◆ Compito da svolgere 1
Riassumi in due frasi il brano su Torino.
◆ Compito da svolgere 2
Stampa senza alcuna modifica la parte del brano su Torino che va da "Corso san Maurizio, uno" fino a "metri in prospettiva." compreso.

Di nascosto, là dove i mazzi di menta profumano l’aria oggi così temuta, alcuni avventori si accalcano in cerca di zenzero, divenuto oggetto di concupiscenza per le sue qualità mediche. In città sono finite tre cose: mascherine, gel igienizzanti per le mani e, appunto, zenzero. Per quest’ultimo però è sorto un mercato nero che vede quotazioni in netto rialzo: otto euro al chilo, un aumento del 100% rispetto a sabato. Monopolisti dello zenzero a Torino? I cinesi, che così si rifanno di tante ingiuste angherie.

Tutto questo nella parte frutta, verdura, pane, e formaggi. Gli altri, quelli che vendono vestiti, scarpe e di tutto un po’, distanti trenta metri, versano invece in un mare di solitudine.

Anche il «Mercato Centrale» costruito a Porta Palazzo è ricolmo di avventori tranquilli. Doveva essere il simbolo della “gentrificazione”, è stato colonizzato dai cittadini del quartiere che ci passano ore ed ore seduti ai tavolini interni. Sorprende il silenzio della città nel suo punto più caotico: ogni tanto si sente una sirena, ma le auto sono scarse e le strade vuote.

Corso san Maurizio, uno spartiacque tra il ricco centrocittà e il popolare quartiere di Vanchiglia, offre centinaia di parcheggi laddove fino a sabato si scatenavano corse all’ultimo sangue per uno strapuntino in zona blu. Alle 11 del mattino c’è parcheggiata un’auto all’inizio, poi una dopo cento metri in prospettiva.
Il centro, sotto un sole accecante, con i torinesi a casa ubbidienti diventa il regno dei turisti; ci sono solo loro, giunti per caso prima che scoppiasse il tourbillon medico mediatico: si riconoscono facilmente perché forse sono gli unici che indossano le mascherine. La gentile signora svedese che prende il caffè da Mulassano, storica caffetteria di piazza Castello dove la borghesia si mischia con tutti i turisti del mondo, lo dice chiaramente: «Italia gran casino, noi mascherina da casa ma Torino bel posto».

Via Po, poco distante, è così deserta che si può godere la prospettiva che forse vide solo Amedeo di Castellamonte nei suoi progetti: idem i portici davanti al teatro Regio, mentre piazza Castello esibisce troupe televisive che, non essendoci torinesi a spasso, devono ripiegare su turisti con le mascherine un po’ straniti da tanta attenzione.

«Torino è vuota perché è lunedì», scandisce un signore molto torinese e molto infastidito dall’idea che la sua città possa perdere l’aplomb e la freddezza consueta di fronte a «un fenomeno serio ma controllabile senza panico». Traduzione: «Non siamo come gli altri». Effettivamente non è il panico quello che si percepisce nella città semi spenta, bensì un senso di ordine e obbediente responsabilità.

◆ Estratto dei dati

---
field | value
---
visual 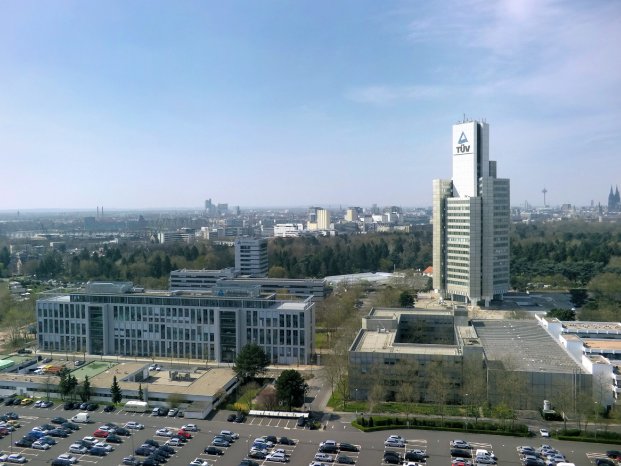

◆ Risposta al compito 1
A Torino sono finiti mascherine, gel igienizzanti e zenzero, che al mercato nero è arrivato a otto euro al chilo, mentre il centro, con strade vuote e parcheggi liberi, è diventato il regno dei turisti con le mascherine. Nella città semi spenta non si percepisce il panico, bensì un senso di ordine e obbediente responsabilità.

◆ Risposta al compito 2
Corso san Maurizio, uno spartiacque tra il ricco centrocittà e il popolare quartiere di Vanchiglia, offre centinaia di parcheggi laddove fino a sabato si scatenavano corse all’ultimo sangue per uno strapuntino in zona blu. Alle 11 del mattino c’è parcheggiata un’auto all’inizio, poi una dopo cento metri in prospettiva.